**PROBLEM TO SOLVE**
Reproduce the records below word for word.
──────── GIVEN RECORDS
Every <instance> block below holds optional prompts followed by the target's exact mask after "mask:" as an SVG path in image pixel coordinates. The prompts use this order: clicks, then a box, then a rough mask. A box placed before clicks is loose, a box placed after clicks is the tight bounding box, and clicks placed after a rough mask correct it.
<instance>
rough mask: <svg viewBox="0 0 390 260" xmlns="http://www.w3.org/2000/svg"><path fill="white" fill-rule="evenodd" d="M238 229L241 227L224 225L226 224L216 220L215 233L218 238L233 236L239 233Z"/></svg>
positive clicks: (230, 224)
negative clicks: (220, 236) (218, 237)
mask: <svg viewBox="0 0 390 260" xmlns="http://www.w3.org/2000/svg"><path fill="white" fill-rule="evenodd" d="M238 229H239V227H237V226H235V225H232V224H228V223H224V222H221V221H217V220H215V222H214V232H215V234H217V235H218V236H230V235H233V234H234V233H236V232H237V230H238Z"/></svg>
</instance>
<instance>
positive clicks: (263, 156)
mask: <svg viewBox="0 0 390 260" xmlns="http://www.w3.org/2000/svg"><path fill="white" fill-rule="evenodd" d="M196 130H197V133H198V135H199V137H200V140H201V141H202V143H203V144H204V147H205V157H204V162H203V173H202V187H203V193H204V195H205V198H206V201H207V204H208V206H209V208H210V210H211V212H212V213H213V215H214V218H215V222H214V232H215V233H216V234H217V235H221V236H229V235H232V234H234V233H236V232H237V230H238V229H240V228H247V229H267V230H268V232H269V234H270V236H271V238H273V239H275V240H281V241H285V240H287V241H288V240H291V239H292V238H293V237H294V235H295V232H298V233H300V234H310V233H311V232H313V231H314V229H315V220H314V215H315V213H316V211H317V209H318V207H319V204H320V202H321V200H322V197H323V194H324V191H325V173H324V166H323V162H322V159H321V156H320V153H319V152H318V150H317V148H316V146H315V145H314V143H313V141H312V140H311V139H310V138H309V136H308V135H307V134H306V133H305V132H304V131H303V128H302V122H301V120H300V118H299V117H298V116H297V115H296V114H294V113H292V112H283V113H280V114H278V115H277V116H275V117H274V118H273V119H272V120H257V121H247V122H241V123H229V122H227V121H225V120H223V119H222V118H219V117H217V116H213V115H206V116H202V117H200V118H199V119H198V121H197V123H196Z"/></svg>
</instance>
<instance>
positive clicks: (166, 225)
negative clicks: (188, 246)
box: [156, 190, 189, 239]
────────────────
**RESPONSE BELOW**
Every <instance> block below holds optional prompts followed by the target's exact mask after "mask:" as an SVG path in image pixel coordinates. The prompts use this order: clicks, then a box, then a rough mask. A box placed before clicks is loose, a box placed after clicks is the tight bounding box, and clicks placed after a rough mask correct it.
<instance>
rough mask: <svg viewBox="0 0 390 260" xmlns="http://www.w3.org/2000/svg"><path fill="white" fill-rule="evenodd" d="M238 229L241 227L224 225L226 224L216 220L215 233L218 238L233 236L239 233Z"/></svg>
positive clicks: (230, 224)
negative clicks: (220, 236) (218, 237)
mask: <svg viewBox="0 0 390 260" xmlns="http://www.w3.org/2000/svg"><path fill="white" fill-rule="evenodd" d="M238 229H239V227H237V226H235V225H232V224H228V223H224V222H221V221H217V220H215V222H214V232H215V234H217V235H218V236H230V235H233V234H234V233H236V232H237V230H238Z"/></svg>
</instance>
<instance>
positive clicks: (263, 156)
mask: <svg viewBox="0 0 390 260" xmlns="http://www.w3.org/2000/svg"><path fill="white" fill-rule="evenodd" d="M196 130H197V133H198V135H199V137H200V140H201V141H202V143H203V144H204V147H205V157H204V162H203V173H202V187H203V193H204V195H205V198H206V201H207V204H208V206H209V208H210V210H211V212H212V213H213V215H214V218H215V222H214V232H215V233H216V234H217V235H221V236H229V235H232V234H234V233H236V232H237V230H238V229H240V228H247V229H267V230H268V232H269V234H270V236H271V238H273V239H275V240H281V241H285V240H287V241H288V240H291V239H292V238H293V237H294V235H295V232H298V233H300V234H310V233H311V232H313V231H314V229H315V220H314V215H315V213H316V211H317V209H318V207H319V204H320V202H321V200H322V197H323V194H324V191H325V173H324V166H323V162H322V159H321V156H320V153H319V152H318V150H317V148H316V146H315V145H314V143H313V141H312V140H311V139H310V138H309V136H308V135H307V134H306V133H305V132H304V131H303V128H302V122H301V120H300V118H299V117H298V116H297V115H296V114H294V113H292V112H283V113H280V114H278V115H277V116H275V117H274V118H273V119H272V120H257V121H247V122H241V123H229V122H227V121H225V120H223V119H222V118H219V117H217V116H213V115H206V116H202V117H200V118H199V119H198V121H197V123H196Z"/></svg>
</instance>
<instance>
positive clicks: (166, 225)
negative clicks: (188, 246)
box: [156, 190, 189, 239]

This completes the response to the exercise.